## GIVEN REQUEST 1
Decide whether each statement agrees with the passage on choosing a life partner, answering yes or no and quoting the deciding words of the passage: (a) The passage advises investing in self improvement. (b) The passage holds that the person we love will make us complete. (c) The passage calls love a complete requirement.
## GIVEN REQUEST 2
Transcribe the part of the passage on choosing a life partner that opens with the words containing "A person who" and closes with "let you down.".

## SOURCE PASSAGE
-- begin --
Cost #1: An unstable mind will only make unstable decisions. Invest in yourself.

A person who is comfortable with being what he/she is, who is confident about himself/herself will most likely make the best choice of their life partner. It is a wrong idea to think that we are incomplete and the person we love will make us complete. We tend to take this ideology further and end-up marrying someone who at some point in life has given us emotional or financial support. Such a person is either a friend or financier! You need none, you need a partner for life, to share your life with. The best time to find a life partner really is when you the happiest in life and the most content with yourself. Resist the temptation of thinking the friend or financier is really your life partner. Know yourself better, invest in self improvement. A stable mind will never let you down.

Cost # 2: Love is an exhilarating feeling but unfortunately an incomplete requirement.
-- end --
## DATASET ENTRIES
-- begin --
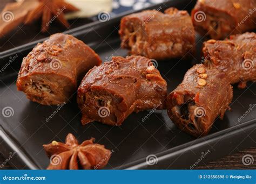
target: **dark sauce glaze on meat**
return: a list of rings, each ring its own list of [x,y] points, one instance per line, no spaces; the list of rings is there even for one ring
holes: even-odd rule
[[[168,115],[180,130],[195,137],[204,136],[218,116],[223,118],[232,97],[225,73],[196,65],[168,95]]]

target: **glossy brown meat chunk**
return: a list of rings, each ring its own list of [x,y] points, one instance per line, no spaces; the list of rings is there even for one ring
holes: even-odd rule
[[[152,65],[143,56],[114,56],[91,69],[78,90],[82,124],[120,125],[133,111],[164,108],[167,83]]]
[[[163,60],[181,58],[193,51],[194,27],[186,11],[169,8],[165,13],[146,10],[121,20],[122,48],[130,53]]]
[[[243,88],[248,81],[256,81],[256,34],[245,33],[232,36],[224,41],[210,40],[204,43],[205,65],[225,72],[232,84]]]
[[[101,62],[82,41],[70,35],[55,34],[24,58],[17,80],[18,90],[42,104],[67,102],[86,73]]]
[[[255,0],[198,0],[191,17],[202,36],[221,39],[256,29],[255,8]]]
[[[180,130],[195,137],[204,136],[218,116],[223,118],[232,97],[225,73],[196,65],[168,95],[168,115]]]

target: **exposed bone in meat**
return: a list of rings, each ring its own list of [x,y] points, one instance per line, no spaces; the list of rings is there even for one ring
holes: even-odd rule
[[[204,136],[218,116],[223,118],[232,97],[225,73],[196,65],[168,95],[168,115],[180,130],[195,137]]]
[[[82,124],[120,125],[133,111],[164,108],[167,83],[152,65],[143,56],[114,56],[91,69],[77,93]]]

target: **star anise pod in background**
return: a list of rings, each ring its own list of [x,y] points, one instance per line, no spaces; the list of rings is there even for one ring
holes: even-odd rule
[[[28,15],[25,24],[30,24],[33,20],[42,17],[42,31],[45,32],[49,29],[51,19],[55,19],[64,25],[69,26],[69,24],[65,19],[64,13],[79,10],[72,5],[64,0],[39,0],[39,5]]]
[[[65,144],[53,140],[43,145],[50,163],[48,169],[100,169],[105,167],[112,152],[104,145],[95,144],[95,139],[79,145],[75,136],[69,133]]]

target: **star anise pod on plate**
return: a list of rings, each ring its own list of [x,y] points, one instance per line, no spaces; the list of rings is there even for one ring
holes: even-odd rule
[[[33,20],[42,17],[42,31],[45,32],[49,29],[51,20],[57,19],[66,27],[69,24],[65,19],[64,13],[79,10],[64,0],[38,0],[38,5],[29,12],[25,20],[25,24],[30,24]]]
[[[104,145],[93,143],[95,139],[84,141],[81,144],[75,136],[69,133],[65,143],[53,140],[43,145],[50,163],[48,169],[91,169],[105,167],[112,152]]]

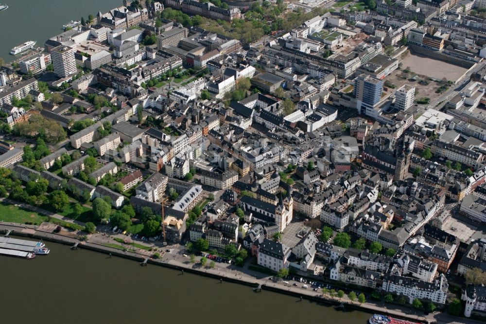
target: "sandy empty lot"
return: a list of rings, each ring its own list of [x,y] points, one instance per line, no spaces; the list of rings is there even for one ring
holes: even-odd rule
[[[402,60],[402,63],[403,69],[409,67],[410,71],[417,74],[439,80],[445,77],[455,81],[468,71],[462,67],[410,53]]]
-- end --
## EXERCISE ANSWER 1
(a) Yes: "Know yourself better, invest in self improvement."
(b) No: "It is a wrong idea to think that we are incomplete and the person we love will make us complete."
(c) No: "Love is an exhilarating feeling but unfortunately an incomplete requirement."

## EXERCISE ANSWER 2
A person who is comfortable with being what he/she is, who is confident about himself/herself will most likely make the best choice of their life partner. It is a wrong idea to think that we are incomplete and the person we love will make us complete. We tend to take this ideology further and end-up marrying someone who at some point in life has given us emotional or financial support. Such a person is either a friend or financier! You need none, you need a partner for life, to share your life with. The best time to find a life partner really is when you the happiest in life and the most content with yourself. Resist the temptation of thinking the friend or financier is really your life partner. Know yourself better, invest in self improvement. A stable mind will never let you down.